• _Exercise_:
Exactly as given, transcribe each entry that follows.

• _Data provided_:
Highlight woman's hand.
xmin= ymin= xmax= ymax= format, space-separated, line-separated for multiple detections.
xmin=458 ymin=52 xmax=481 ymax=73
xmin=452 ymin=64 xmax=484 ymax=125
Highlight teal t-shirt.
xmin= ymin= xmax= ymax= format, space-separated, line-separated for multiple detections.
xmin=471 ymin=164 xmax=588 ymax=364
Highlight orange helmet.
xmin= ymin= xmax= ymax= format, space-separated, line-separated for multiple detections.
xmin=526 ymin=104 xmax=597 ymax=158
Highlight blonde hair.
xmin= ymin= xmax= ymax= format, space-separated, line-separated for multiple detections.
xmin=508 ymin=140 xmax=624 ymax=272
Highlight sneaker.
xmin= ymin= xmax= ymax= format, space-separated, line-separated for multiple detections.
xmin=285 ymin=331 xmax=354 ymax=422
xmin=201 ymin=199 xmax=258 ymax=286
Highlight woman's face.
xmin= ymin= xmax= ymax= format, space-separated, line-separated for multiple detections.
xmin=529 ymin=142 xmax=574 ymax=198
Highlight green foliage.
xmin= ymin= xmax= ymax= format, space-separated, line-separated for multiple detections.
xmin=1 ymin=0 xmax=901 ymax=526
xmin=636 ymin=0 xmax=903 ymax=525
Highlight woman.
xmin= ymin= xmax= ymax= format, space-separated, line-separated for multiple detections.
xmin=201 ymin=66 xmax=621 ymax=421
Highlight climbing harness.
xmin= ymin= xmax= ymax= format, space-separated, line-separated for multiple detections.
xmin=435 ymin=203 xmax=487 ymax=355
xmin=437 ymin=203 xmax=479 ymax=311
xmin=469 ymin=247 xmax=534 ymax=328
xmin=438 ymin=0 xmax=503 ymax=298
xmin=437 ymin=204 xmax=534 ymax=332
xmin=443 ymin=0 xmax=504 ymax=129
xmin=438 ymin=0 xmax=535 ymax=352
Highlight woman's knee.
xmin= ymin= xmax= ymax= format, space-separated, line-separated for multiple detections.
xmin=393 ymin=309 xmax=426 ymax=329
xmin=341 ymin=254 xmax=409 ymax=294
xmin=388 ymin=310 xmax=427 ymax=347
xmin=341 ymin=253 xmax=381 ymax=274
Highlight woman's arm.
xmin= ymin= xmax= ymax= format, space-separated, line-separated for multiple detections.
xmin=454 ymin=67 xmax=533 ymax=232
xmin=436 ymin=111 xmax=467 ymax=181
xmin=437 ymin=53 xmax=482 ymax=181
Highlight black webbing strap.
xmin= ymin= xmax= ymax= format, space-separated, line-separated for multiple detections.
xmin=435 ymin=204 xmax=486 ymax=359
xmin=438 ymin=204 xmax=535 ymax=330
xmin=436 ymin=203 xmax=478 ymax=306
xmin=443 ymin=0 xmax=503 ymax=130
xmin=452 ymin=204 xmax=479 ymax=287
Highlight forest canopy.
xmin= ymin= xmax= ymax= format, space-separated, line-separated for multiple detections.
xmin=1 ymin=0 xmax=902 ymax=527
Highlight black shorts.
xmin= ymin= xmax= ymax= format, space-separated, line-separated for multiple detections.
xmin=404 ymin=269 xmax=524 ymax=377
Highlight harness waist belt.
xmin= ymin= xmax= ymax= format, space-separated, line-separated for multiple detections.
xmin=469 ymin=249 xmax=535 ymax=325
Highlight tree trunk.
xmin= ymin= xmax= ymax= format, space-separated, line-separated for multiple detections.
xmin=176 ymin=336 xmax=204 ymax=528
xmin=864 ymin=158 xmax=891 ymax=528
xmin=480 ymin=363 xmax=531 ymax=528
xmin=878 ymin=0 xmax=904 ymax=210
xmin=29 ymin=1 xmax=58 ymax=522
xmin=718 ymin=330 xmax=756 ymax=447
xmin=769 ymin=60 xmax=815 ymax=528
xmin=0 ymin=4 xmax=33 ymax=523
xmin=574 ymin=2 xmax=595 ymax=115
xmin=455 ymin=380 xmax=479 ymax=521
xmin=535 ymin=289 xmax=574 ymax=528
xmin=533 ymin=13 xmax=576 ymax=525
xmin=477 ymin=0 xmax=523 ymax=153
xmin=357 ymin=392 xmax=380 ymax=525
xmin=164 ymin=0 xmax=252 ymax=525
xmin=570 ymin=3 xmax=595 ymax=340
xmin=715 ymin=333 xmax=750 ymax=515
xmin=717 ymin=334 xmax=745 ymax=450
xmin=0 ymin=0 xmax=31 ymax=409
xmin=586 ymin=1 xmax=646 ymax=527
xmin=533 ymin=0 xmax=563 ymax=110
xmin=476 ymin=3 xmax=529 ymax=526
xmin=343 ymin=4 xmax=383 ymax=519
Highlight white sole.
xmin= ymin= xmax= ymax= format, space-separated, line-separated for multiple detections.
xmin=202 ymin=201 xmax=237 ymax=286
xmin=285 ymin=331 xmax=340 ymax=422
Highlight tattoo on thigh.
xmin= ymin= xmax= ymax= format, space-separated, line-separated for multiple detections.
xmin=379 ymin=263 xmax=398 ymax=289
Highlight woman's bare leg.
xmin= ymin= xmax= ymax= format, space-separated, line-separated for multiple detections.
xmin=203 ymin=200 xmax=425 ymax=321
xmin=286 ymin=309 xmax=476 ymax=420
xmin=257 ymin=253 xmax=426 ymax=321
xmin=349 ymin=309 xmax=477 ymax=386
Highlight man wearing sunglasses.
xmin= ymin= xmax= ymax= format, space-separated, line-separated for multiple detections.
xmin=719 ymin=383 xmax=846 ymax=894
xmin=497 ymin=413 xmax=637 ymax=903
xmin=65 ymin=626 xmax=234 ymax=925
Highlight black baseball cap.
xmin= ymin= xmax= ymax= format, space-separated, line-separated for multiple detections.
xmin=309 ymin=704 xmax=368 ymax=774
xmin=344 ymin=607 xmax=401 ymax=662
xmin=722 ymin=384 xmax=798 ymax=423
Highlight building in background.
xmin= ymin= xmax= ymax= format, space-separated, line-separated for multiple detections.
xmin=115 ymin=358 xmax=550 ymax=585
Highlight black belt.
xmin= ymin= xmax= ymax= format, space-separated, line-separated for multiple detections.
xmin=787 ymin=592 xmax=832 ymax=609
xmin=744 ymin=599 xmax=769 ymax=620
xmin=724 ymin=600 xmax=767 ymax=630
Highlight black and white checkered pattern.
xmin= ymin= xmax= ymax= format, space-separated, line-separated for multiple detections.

• _Exercise output_:
Highlight woman's hand.
xmin= ymin= xmax= ymax= format, space-separated, line-separated for multiple detections.
xmin=458 ymin=52 xmax=481 ymax=73
xmin=452 ymin=64 xmax=484 ymax=125
Highlight teal t-shirt.
xmin= ymin= xmax= ymax= format, space-separated, line-separated for multiple detections.
xmin=471 ymin=164 xmax=588 ymax=364
Highlight orange helmet.
xmin= ymin= xmax= ymax= format, space-separated, line-separated for multiple detections.
xmin=526 ymin=104 xmax=597 ymax=158
Highlight blonde hair.
xmin= ymin= xmax= ymax= format, space-separated, line-separated for multiple detections.
xmin=508 ymin=140 xmax=624 ymax=272
Highlight sneaker.
xmin= ymin= xmax= ymax= format, space-separated, line-separated for multiple detections.
xmin=285 ymin=331 xmax=354 ymax=422
xmin=201 ymin=199 xmax=258 ymax=286
Highlight woman's face.
xmin= ymin= xmax= ymax= format, space-separated, line-separated for multiple detections.
xmin=529 ymin=142 xmax=574 ymax=198
Highlight green foliage.
xmin= ymin= xmax= ymax= format, space-separated, line-separated for multiple detections.
xmin=1 ymin=0 xmax=901 ymax=526
xmin=636 ymin=0 xmax=903 ymax=525
Highlight woman.
xmin= ymin= xmax= ymax= format, space-separated, line-separated for multiple detections.
xmin=201 ymin=66 xmax=621 ymax=421
Highlight climbing harness.
xmin= ymin= xmax= ymax= format, space-separated, line-separated for multiple detections.
xmin=435 ymin=203 xmax=487 ymax=355
xmin=437 ymin=203 xmax=479 ymax=311
xmin=469 ymin=247 xmax=534 ymax=328
xmin=438 ymin=0 xmax=503 ymax=298
xmin=437 ymin=204 xmax=534 ymax=332
xmin=443 ymin=0 xmax=504 ymax=129
xmin=438 ymin=0 xmax=535 ymax=352
Highlight woman's knee.
xmin= ymin= xmax= ymax= format, space-separated, line-separated for multiple detections.
xmin=393 ymin=309 xmax=426 ymax=329
xmin=341 ymin=254 xmax=409 ymax=294
xmin=388 ymin=310 xmax=427 ymax=347
xmin=341 ymin=253 xmax=381 ymax=274
Highlight woman's arm.
xmin= ymin= xmax= ymax= format, space-separated, line-separated for multiple detections.
xmin=454 ymin=67 xmax=533 ymax=232
xmin=436 ymin=111 xmax=467 ymax=181
xmin=437 ymin=53 xmax=482 ymax=181
Highlight black webbing strap.
xmin= ymin= xmax= ymax= format, space-separated, line-separated for multiple detections.
xmin=435 ymin=204 xmax=486 ymax=359
xmin=438 ymin=204 xmax=535 ymax=330
xmin=436 ymin=203 xmax=478 ymax=306
xmin=443 ymin=0 xmax=503 ymax=130
xmin=452 ymin=204 xmax=479 ymax=287
Highlight forest canopy.
xmin= ymin= xmax= ymax= format, space-separated, line-separated for multiple detections.
xmin=1 ymin=0 xmax=902 ymax=527
Highlight black shorts.
xmin= ymin= xmax= ymax= format, space-separated, line-separated for multiple detections.
xmin=404 ymin=269 xmax=524 ymax=377
Highlight harness waist belt.
xmin= ymin= xmax= ymax= format, space-separated, line-separated for multiple detections.
xmin=469 ymin=249 xmax=535 ymax=325
Highlight tree trunk.
xmin= ymin= xmax= ymax= format, space-separated, line-separated for multiple detections.
xmin=176 ymin=336 xmax=204 ymax=528
xmin=864 ymin=158 xmax=891 ymax=528
xmin=480 ymin=363 xmax=531 ymax=528
xmin=878 ymin=0 xmax=904 ymax=210
xmin=29 ymin=1 xmax=58 ymax=522
xmin=718 ymin=330 xmax=756 ymax=447
xmin=769 ymin=60 xmax=815 ymax=528
xmin=0 ymin=4 xmax=33 ymax=523
xmin=574 ymin=2 xmax=595 ymax=115
xmin=455 ymin=380 xmax=479 ymax=521
xmin=535 ymin=289 xmax=574 ymax=528
xmin=533 ymin=13 xmax=576 ymax=525
xmin=477 ymin=0 xmax=523 ymax=153
xmin=357 ymin=392 xmax=380 ymax=525
xmin=164 ymin=0 xmax=252 ymax=525
xmin=570 ymin=3 xmax=595 ymax=340
xmin=715 ymin=333 xmax=750 ymax=515
xmin=717 ymin=334 xmax=745 ymax=450
xmin=0 ymin=0 xmax=31 ymax=409
xmin=586 ymin=1 xmax=646 ymax=527
xmin=533 ymin=0 xmax=563 ymax=110
xmin=476 ymin=3 xmax=529 ymax=526
xmin=343 ymin=4 xmax=383 ymax=519
Highlight white sole.
xmin= ymin= xmax= ymax= format, space-separated, line-separated for multiple detections.
xmin=202 ymin=201 xmax=237 ymax=286
xmin=285 ymin=331 xmax=340 ymax=422
Highlight tattoo on thigh.
xmin= ymin= xmax= ymax= format, space-separated, line-separated for multiple detections.
xmin=379 ymin=263 xmax=398 ymax=289
Highlight woman's bare leg.
xmin= ymin= xmax= ymax= format, space-separated, line-separated for multiple detections.
xmin=203 ymin=200 xmax=425 ymax=321
xmin=286 ymin=309 xmax=476 ymax=420
xmin=257 ymin=253 xmax=426 ymax=321
xmin=349 ymin=309 xmax=477 ymax=386
Highlight man wearing sunglasses.
xmin= ymin= xmax= ymax= format, space-separated, line-separated for multiple detections.
xmin=719 ymin=383 xmax=846 ymax=894
xmin=497 ymin=413 xmax=637 ymax=903
xmin=65 ymin=626 xmax=234 ymax=925
Highlight black baseball cap.
xmin= ymin= xmax= ymax= format, space-separated, line-separated for multiple detections.
xmin=309 ymin=704 xmax=368 ymax=774
xmin=344 ymin=607 xmax=401 ymax=662
xmin=722 ymin=384 xmax=798 ymax=423
Highlight building in background.
xmin= ymin= xmax= ymax= format, space-separated, line-separated for multiple detections.
xmin=115 ymin=358 xmax=550 ymax=585
Highlight black belt.
xmin= ymin= xmax= ymax= format, space-separated, line-separated for multiple detections.
xmin=787 ymin=592 xmax=832 ymax=609
xmin=744 ymin=599 xmax=769 ymax=620
xmin=724 ymin=600 xmax=767 ymax=630
Highlight black and white checkered pattern.
xmin= ymin= xmax= ymax= format, space-separated, line-separated for multiple detections.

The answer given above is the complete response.